**** Text passage ****
A “curbside” consult is when you want to ask another doctor’s opinion about a patient, and it’s either a really quick question, or (you expect) a really quick answer. Otherwise it’s an “official consult,” which means the other doctor has to do the full exam on the patient, write a note, all that jazz.
So I just got a call today from an old friend from Chicago whose father is scheduled to undergo a CABG (heart surgery) next week, and he wanted to know which option was better–regular CABG or OP-CABG (off-pump). As I am definitely not a heart surgeon, or even a cardiologist, I have no freaking clue.
(This is where med school comes in handy.)
An attending once told our class that medical training allows you to quickly learn new things and quickly recall old things you’ve forgotten, and I’ve run across so many circumstances that prove his point. The background courses–anatomy, physiology, etc–provide a physician with a framework to use to understand the body. So even if a patient comes to you with 20 articles on some new therapy for some disease, you can skim the articles and become almost as proficient with the gist of the therapy as the patient is.
**** Data extracts ****
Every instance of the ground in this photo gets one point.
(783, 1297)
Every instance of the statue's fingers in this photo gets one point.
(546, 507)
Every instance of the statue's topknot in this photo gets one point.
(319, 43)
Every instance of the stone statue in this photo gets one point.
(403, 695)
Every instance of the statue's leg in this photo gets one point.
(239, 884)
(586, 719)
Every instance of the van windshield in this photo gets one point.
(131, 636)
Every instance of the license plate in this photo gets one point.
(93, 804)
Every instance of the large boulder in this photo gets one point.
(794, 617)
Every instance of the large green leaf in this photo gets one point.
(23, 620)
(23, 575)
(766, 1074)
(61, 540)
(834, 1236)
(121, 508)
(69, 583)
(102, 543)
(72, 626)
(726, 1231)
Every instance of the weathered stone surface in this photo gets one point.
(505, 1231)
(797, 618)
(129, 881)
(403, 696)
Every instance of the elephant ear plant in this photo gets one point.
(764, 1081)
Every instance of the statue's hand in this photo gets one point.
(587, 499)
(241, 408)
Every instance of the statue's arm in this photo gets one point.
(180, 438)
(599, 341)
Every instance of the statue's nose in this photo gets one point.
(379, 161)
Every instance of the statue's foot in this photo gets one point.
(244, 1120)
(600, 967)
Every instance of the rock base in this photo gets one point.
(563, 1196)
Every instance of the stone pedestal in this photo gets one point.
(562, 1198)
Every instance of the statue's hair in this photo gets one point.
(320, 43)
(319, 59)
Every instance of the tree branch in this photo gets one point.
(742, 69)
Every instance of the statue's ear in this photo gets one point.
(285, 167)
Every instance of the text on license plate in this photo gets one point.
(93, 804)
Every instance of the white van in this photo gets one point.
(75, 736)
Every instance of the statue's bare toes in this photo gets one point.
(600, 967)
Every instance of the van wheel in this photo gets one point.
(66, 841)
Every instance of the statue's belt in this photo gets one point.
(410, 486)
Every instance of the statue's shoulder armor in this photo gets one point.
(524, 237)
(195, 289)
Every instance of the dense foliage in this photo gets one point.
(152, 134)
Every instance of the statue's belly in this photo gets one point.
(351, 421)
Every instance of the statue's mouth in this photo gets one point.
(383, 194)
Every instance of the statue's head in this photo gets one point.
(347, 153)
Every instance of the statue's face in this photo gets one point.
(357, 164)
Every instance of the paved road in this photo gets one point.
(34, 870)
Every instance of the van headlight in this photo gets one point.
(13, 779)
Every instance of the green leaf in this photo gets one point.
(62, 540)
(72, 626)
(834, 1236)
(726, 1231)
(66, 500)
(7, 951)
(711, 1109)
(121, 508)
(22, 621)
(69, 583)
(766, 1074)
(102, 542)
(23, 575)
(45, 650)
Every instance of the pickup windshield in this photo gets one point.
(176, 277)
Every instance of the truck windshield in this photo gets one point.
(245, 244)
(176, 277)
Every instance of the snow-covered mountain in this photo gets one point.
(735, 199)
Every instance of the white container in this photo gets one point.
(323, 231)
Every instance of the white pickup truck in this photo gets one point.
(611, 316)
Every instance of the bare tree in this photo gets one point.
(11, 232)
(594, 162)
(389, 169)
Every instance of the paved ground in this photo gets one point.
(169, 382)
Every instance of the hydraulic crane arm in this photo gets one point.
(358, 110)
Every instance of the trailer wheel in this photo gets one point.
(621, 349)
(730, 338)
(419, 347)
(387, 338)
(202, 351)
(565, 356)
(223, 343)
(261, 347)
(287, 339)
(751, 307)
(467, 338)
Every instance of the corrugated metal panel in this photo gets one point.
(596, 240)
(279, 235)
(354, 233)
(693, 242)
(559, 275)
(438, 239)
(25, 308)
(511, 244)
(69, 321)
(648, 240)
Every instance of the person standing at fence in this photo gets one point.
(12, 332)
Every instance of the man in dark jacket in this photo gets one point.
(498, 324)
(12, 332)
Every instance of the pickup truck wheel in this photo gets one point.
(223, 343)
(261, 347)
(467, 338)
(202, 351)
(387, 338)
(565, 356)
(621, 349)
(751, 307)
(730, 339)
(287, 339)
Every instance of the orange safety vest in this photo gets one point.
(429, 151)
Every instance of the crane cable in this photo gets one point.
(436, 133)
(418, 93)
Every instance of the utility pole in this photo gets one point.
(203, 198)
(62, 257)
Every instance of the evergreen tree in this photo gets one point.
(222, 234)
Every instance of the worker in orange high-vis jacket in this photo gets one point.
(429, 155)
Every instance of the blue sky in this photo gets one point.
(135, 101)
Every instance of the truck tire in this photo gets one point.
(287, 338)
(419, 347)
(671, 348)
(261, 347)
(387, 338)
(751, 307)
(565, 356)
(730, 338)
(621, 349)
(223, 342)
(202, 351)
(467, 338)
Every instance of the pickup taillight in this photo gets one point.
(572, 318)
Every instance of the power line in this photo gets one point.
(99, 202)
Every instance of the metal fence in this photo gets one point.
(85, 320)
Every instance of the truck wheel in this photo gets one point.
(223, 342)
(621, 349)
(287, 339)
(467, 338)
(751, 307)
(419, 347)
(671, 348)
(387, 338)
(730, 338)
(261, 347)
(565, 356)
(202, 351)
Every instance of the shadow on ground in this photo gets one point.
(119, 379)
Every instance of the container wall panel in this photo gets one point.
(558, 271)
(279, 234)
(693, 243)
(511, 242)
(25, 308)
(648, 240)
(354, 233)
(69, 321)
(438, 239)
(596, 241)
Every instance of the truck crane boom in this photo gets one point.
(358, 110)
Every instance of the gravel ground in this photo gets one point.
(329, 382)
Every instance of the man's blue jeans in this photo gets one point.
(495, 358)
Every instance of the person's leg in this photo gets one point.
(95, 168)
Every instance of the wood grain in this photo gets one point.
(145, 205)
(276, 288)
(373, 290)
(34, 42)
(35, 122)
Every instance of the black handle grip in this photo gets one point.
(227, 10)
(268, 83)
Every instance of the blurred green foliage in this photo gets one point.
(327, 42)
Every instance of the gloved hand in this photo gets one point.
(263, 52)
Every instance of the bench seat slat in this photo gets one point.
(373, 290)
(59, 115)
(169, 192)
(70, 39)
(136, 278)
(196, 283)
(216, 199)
****
Continue the passage on curbside consults and medical training, starting right after its final sentence, which ends "almost as proficient with the gist of the therapy as the patient is."

Task answer:
So I quickly login to UpToDate–essentially the new textbook for my generation of physicians–punch in a few keywords, and voila, I’ve got a summary of the latest research and data on the two procedures, written by someone who knows the field well. No, I’m still not a heart surgeon or cardiologist, but in 10 minutes, I’ve already leap-frogged over my friend’s knowledge (which he’s been reading all week), and can talk to him about the risks of each procedure, the outcomes, all of that–and give him some better details than he can get at easily.
I’m glad to be able to help and interpret medicalese back into English–I just suspect these curbsides from my friends and family will become even more common as:
- I get older (and their parents get older)
- Treatment options get even more advanced
- More and more people end up with chronic diseases, as we all will eventually.
Hell, my own family already comes to me for medical advice and discuss their issues with me (sorry Dad, but I’m sure they’ll still go to you for mental health!)–I try to explain things simply, and generally defer to the physician still, always with a “well, your doctor probably has more experience than me, and knows all your medications and other medical problems better than I do, so that can always affect what he/she chooses to do.” We were warned numerous times during med school orientation that this would happen, but it’s definitely seemed to pick up now that I have a year of clinics under my belt and manage patients.
(I also won major points with my mom when I knew what “Saturday Night Palsy” was when she mentioned it.)